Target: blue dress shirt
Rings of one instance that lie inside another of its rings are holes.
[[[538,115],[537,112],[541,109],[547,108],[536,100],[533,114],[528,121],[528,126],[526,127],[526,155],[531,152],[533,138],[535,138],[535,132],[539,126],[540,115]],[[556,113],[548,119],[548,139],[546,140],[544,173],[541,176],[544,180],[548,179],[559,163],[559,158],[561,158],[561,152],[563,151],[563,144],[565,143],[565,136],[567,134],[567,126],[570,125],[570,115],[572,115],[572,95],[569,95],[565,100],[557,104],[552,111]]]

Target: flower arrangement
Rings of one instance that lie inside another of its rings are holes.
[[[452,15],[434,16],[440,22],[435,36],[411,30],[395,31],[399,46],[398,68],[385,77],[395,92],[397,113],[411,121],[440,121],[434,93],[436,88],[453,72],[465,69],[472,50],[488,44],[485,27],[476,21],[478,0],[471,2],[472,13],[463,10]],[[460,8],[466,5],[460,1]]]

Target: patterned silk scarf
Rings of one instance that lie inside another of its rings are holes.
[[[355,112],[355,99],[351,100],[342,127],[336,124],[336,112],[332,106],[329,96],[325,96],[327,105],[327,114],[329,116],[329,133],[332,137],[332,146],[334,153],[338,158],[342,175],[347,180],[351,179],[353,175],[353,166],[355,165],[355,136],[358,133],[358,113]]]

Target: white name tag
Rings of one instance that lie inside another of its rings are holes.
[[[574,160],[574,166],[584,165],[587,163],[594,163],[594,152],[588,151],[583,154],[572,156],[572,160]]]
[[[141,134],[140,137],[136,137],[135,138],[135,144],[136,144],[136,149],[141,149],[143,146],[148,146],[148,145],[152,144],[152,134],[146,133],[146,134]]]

==========

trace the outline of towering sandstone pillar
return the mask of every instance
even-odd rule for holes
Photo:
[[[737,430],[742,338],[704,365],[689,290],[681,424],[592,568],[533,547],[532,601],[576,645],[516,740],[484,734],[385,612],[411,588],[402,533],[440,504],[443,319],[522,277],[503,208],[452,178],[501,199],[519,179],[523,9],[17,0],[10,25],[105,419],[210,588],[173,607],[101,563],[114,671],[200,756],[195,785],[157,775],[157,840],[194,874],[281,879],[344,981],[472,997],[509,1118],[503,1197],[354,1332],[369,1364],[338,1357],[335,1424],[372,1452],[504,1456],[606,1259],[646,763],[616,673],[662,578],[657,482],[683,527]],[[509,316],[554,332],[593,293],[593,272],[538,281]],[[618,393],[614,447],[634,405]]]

==========

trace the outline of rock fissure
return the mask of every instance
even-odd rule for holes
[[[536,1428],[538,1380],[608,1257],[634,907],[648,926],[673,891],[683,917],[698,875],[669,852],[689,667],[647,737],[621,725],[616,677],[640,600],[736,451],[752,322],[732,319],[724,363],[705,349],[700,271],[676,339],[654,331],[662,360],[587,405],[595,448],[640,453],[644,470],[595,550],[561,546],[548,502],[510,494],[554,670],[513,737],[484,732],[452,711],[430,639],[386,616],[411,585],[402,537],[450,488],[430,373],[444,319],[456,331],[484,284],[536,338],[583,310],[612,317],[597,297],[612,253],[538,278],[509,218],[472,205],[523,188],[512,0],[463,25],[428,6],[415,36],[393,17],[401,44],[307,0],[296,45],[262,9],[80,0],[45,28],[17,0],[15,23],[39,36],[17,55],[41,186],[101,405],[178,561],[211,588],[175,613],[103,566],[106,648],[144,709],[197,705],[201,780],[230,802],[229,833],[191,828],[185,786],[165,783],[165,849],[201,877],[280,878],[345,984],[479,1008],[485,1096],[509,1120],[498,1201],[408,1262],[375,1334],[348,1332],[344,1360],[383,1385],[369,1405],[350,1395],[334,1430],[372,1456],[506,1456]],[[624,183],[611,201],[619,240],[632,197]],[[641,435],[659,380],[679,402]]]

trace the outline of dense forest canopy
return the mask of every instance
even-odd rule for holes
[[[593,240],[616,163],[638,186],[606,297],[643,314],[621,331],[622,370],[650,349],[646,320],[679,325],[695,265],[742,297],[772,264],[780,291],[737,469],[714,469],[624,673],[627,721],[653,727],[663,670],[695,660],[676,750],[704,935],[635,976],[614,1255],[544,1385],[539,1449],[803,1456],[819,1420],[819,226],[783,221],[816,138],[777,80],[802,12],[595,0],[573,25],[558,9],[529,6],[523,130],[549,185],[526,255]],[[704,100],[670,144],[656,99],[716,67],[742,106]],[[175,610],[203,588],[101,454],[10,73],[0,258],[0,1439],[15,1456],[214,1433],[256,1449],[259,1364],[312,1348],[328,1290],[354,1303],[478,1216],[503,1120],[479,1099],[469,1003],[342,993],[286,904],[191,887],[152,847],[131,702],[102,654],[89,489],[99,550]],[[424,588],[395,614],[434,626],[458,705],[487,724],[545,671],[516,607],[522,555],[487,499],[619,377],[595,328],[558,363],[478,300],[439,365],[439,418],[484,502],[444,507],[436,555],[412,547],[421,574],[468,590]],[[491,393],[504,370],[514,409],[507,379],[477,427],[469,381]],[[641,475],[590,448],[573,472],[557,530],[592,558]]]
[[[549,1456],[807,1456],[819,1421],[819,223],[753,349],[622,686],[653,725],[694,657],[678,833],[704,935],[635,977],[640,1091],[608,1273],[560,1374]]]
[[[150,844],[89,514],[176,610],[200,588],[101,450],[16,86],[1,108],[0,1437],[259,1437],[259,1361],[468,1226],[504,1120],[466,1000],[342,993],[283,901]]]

==========

• _INSTRUCTION_
Gather every line in the entries above that contains the word "outline", and copy each of those lines in full.

• _FULL RESPONSE_
trace the outline of towering sandstone pillar
trace the outline of rock fissure
trace the outline of dense forest canopy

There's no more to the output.